─── Dataset extract

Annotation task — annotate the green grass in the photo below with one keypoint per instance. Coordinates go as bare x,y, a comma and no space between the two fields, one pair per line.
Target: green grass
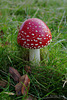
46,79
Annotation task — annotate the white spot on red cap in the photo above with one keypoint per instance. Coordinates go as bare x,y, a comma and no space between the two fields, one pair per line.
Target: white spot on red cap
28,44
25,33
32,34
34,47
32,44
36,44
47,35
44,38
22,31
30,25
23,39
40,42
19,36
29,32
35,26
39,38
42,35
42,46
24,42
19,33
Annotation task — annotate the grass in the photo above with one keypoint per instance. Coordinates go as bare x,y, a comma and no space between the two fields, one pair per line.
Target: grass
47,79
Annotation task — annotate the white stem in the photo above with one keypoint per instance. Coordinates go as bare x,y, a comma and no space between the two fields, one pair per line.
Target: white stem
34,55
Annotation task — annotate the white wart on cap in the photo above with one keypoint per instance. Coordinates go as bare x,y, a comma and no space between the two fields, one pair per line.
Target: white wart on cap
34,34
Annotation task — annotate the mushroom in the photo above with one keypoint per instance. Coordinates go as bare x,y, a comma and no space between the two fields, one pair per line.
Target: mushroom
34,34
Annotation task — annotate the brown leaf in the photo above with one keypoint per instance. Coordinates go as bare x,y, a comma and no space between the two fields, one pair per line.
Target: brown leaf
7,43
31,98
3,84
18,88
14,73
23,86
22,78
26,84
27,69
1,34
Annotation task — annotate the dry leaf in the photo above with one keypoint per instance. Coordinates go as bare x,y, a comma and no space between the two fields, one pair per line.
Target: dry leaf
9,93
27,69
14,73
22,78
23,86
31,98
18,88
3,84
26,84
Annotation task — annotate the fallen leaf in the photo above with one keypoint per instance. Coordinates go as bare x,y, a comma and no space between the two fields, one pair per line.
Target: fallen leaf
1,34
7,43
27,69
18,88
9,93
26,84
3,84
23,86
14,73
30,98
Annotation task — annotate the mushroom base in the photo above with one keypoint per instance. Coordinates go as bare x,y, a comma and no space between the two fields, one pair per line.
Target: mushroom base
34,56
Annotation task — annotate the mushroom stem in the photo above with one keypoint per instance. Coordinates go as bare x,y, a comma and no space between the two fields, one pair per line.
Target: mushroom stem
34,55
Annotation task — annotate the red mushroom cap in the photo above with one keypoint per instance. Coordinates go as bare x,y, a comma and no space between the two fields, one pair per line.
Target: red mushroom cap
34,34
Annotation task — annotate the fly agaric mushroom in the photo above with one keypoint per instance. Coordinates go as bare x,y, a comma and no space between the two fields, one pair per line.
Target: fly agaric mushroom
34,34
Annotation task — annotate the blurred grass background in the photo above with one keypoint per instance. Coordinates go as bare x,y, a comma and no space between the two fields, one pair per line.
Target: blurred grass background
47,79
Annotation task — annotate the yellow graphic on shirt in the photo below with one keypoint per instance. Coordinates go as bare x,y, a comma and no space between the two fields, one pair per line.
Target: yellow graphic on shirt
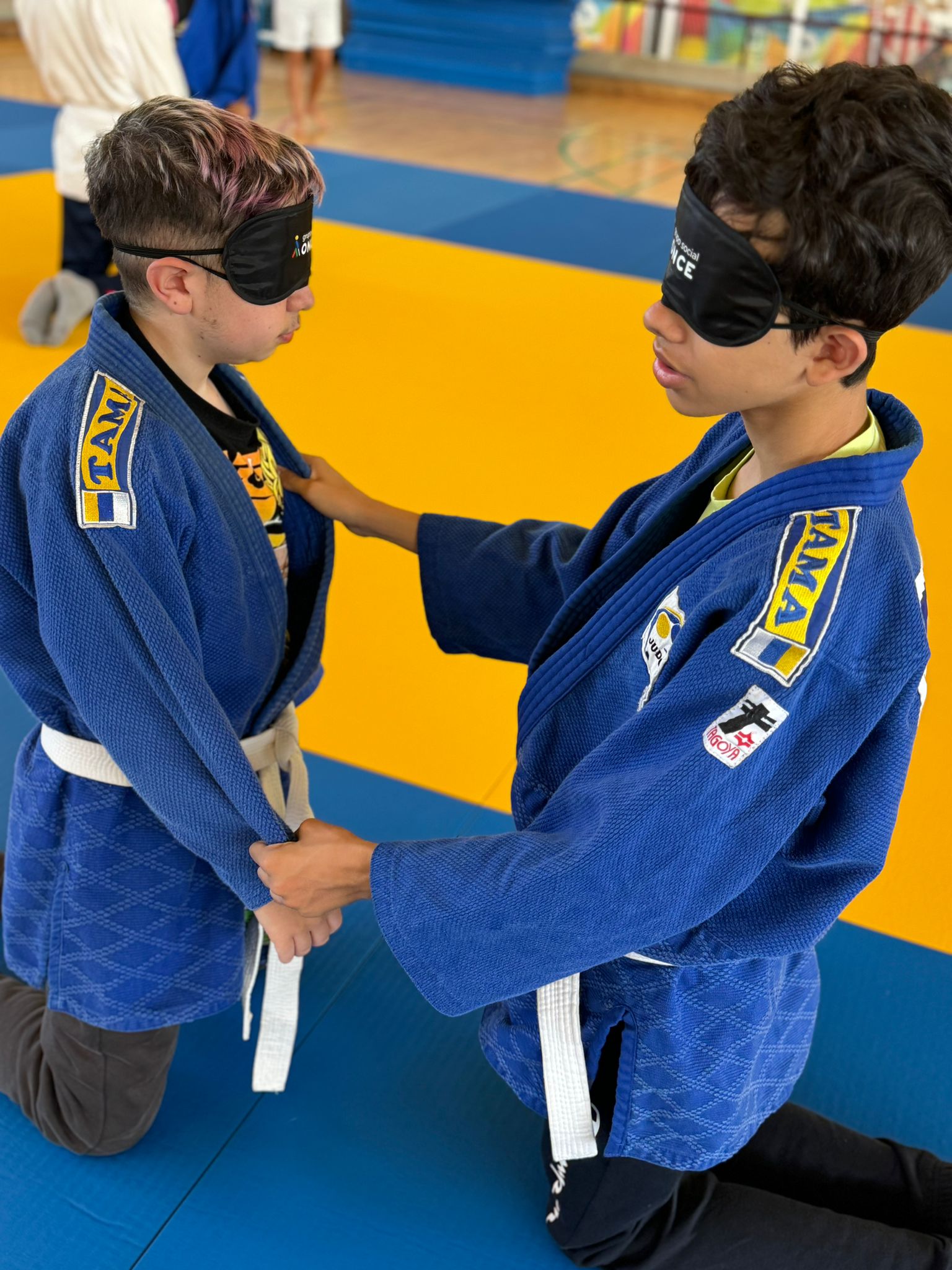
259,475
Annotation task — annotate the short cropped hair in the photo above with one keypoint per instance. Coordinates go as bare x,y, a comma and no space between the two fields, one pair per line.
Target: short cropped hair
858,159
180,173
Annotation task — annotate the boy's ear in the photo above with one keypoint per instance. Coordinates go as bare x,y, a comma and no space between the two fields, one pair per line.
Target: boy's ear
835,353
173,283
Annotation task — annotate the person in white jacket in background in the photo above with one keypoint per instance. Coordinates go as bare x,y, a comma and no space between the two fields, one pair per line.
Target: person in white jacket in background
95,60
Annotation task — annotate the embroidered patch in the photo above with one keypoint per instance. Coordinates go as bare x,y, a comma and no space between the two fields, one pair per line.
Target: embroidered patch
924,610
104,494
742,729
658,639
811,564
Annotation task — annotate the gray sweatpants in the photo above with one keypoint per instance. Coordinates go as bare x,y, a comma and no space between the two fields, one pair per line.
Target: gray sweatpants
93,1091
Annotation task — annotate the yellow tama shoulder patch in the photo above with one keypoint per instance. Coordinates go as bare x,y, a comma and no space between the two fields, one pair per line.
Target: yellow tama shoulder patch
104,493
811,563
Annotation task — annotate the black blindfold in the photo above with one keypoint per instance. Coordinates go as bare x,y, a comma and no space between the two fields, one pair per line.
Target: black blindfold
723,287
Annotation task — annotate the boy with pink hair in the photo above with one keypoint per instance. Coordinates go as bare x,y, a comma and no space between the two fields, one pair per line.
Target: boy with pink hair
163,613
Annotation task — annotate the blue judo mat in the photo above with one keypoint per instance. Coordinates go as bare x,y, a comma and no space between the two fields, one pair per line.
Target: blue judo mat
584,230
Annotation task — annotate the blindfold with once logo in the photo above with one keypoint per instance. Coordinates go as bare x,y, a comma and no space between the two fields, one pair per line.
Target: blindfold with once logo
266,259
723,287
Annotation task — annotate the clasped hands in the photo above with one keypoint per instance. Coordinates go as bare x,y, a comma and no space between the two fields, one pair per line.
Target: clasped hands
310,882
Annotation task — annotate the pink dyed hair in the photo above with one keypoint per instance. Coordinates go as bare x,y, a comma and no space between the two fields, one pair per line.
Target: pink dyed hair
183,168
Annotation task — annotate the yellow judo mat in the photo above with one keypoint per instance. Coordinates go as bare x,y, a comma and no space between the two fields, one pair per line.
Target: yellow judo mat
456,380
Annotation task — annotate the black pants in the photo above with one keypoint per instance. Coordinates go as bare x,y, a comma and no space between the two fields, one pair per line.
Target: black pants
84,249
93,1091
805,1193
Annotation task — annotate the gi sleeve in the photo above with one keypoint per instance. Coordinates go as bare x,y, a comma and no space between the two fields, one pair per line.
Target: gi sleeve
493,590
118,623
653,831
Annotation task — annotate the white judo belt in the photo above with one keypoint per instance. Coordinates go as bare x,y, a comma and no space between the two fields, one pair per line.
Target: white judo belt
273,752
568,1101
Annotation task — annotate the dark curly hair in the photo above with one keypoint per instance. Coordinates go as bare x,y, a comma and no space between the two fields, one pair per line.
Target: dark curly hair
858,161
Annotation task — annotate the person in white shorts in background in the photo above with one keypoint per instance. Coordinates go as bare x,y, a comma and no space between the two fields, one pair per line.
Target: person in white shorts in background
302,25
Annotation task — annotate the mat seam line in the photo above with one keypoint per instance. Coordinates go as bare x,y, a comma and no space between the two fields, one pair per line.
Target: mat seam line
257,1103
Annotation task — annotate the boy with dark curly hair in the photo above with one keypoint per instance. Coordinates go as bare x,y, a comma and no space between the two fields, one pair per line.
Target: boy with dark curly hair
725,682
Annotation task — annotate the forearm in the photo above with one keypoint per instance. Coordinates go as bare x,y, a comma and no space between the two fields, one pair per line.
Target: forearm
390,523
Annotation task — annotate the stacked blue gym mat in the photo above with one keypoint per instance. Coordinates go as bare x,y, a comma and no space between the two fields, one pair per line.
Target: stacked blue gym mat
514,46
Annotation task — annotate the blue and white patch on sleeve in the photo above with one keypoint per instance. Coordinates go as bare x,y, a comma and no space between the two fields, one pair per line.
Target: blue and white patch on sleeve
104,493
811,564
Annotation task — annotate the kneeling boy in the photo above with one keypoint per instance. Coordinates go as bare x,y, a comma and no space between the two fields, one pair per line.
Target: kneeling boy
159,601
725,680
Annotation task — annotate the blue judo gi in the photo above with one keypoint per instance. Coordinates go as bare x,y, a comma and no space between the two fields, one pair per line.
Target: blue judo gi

──────

• Problem statement
Only the lines above from the one with "Annotation task — annotate the blurred" to the one with "Annotation task — annotate the gray" should be printed, both included and exactly as written; no picture belongs in the copy.

• Completed task
Annotation task — annotate the blurred grass background in the photo above with one keypoint per instance. Coordinates go as bare x,y, a comma and no space between the two fields, one pair per line.
Target: blurred grass background
47,79
Annotation task — annotate the yellow graphic on shirt in the photo below with one keypoint per instance. Coordinates go as bare x,y, a comma and no space between the two fields, one pair per line.
Target: yellow graphic on shirt
259,475
Annotation task — annotate the short cropped hair in the photo above with one keypoint per instance. Coordinates go as bare x,y, a comma and no space between the two fields, one pair per line.
Target: short cropped hair
858,159
180,173
Annotation task — annotate the boy's ear in the photo above with one keypoint per instance. Coordinates go as bare x,y, a comma and no space between the two fields, one pair per line.
Target: boy's ear
835,353
173,283
Annotation task — annotate the person in white jacket in background in the photo above with one keypoint per instance. Coordinates go as bare x,y, a comma and no space between the two fields, one pair per line.
Target: person in white jacket in background
95,60
Annotation task — annotate the embroidered patch in the photo above with one keypoint per instance. Coordinates go as bare x,y, a comma and no space between the two fields, one pair per line.
Target: embroidered patch
924,610
104,494
742,729
658,639
811,564
Annotation task — annotate the gray sweatpants in the photo above with one keypoint per instance. Coordinates go as bare x,y, a comma and no space between the two fields, one pair per line.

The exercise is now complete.